Quoted passage:

══════

Corn cutter restoration includes surprise stash of stray corn kernels.
If you set out to restore an 80-year-old implement, you will usually find that some bolts are missing or a cracked frame is hidden by caked grease. Bearings are often worn out, bright paint is found only under rusty washers, and square nuts can be difficult to remove. We are routinely amazed at the creative engineering involved in the use of sprockets, chains and gears that enabled these old implements to perform their tasks.
Two years ago we procured two Dain corn cutters to put in our 1930s agriculture museum. The museum is home to 45 John Deere implements from the 1930s. Also included in the museum is an exhibit intended to show the evolution of corn harvesting equipment from the mid-1800s to the 1930s. Our collection includes corn husking hooks and pegs, corn knives, corn shock ropes, a John Deere corn binder and a John Deere No. 10 1-row corn picker.
In its day, the corn cutter accelerated the harvest process and lessened the labor involved. Some corn cutters consisted of sleds with knives attached, pulled by one horse walking between two rows of corn. Other models, such as the Dain, were mounted on wheels. One of our cutters is a Dain Safety 4-wheel corn cutter built by Dain Mfg. Co. between 1898 and 1917. The other is a Dain 3-wheel steel corn cutter manufactured between 1898 and 1930.
Joseph Dain worked in the furniture business in Meadville, Mo., until 1881, when he left to build hay-making equipment. He won his first patent for hay-making implements in 1882. By 1890 he had incorporated Dain Mfg. Co. and moved to Carrollton, Mo. In 1900 the company was moved to Ottumwa, Iowa, where Dain produced harvesting equipment including sickle mowers, hay loaders, hay stackers and side-delivery rakes, as well as other pieces of farm equipment such as pump jacks, farm mixers, feed mills, corn cutters and hay presses. Deere & Co. bought the Dain company in 1911; Deere’s hay equipment line is still manufactured in Ottumwa.
The check-row method of planting corn was used from about 1890 to the mid-1940s. In that method, the corn planter dropped two to four seeds into the soil at the same spot. The resulting “hill” was 40-42 inches from any adjoining hill. Check-row planting enabled the farmer to cultivate a field in both directions, eradicating weeds and grass.

══════

Required task:
Copy the corn cutter restoration article from "If you set out" through "perform their tasks.", switching "bolts" to "rivets". None of the material that follows the article is needed here.

══════

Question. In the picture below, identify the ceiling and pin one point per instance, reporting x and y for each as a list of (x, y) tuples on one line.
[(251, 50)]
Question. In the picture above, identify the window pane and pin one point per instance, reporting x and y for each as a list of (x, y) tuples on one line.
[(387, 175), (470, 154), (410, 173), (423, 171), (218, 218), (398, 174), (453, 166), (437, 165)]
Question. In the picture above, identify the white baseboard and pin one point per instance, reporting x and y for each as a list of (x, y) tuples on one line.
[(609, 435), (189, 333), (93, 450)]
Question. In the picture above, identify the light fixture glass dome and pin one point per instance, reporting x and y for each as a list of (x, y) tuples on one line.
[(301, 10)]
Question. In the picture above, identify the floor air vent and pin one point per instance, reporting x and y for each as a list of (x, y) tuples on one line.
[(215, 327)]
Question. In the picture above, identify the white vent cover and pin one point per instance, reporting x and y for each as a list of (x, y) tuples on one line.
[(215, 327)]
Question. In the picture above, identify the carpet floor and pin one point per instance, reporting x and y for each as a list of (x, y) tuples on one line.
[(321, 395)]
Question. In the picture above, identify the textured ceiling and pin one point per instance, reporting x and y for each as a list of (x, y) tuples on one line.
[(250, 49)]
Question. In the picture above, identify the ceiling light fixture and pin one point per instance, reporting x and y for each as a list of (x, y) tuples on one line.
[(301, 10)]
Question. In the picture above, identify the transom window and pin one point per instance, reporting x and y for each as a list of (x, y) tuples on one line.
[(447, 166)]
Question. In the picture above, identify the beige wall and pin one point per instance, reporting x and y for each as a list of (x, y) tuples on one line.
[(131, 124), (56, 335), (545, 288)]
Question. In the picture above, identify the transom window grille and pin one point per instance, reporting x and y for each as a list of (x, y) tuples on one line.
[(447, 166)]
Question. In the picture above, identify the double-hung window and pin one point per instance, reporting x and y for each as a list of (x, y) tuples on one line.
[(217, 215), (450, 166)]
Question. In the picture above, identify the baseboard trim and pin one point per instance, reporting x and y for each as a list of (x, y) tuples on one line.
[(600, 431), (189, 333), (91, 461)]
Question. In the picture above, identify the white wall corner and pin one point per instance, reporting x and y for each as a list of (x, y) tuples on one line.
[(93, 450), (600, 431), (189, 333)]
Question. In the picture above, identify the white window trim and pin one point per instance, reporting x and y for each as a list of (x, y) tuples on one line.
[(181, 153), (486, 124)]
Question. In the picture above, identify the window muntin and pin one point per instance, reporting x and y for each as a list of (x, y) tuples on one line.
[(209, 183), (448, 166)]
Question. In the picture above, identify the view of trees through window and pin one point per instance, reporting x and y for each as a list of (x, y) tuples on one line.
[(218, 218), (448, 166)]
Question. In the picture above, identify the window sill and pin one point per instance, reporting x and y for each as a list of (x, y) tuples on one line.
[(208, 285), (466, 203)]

══════

Reply:
If you set out to restore an 80-year-old implement, you will usually find that some rivets are missing or a cracked frame is hidden by caked grease. Bearings are often worn out, bright paint is found only under rusty washers, and square nuts can be difficult to remove. We are routinely amazed at the creative engineering involved in the use of sprockets, chains and gears that enabled these old implements to perform their tasks.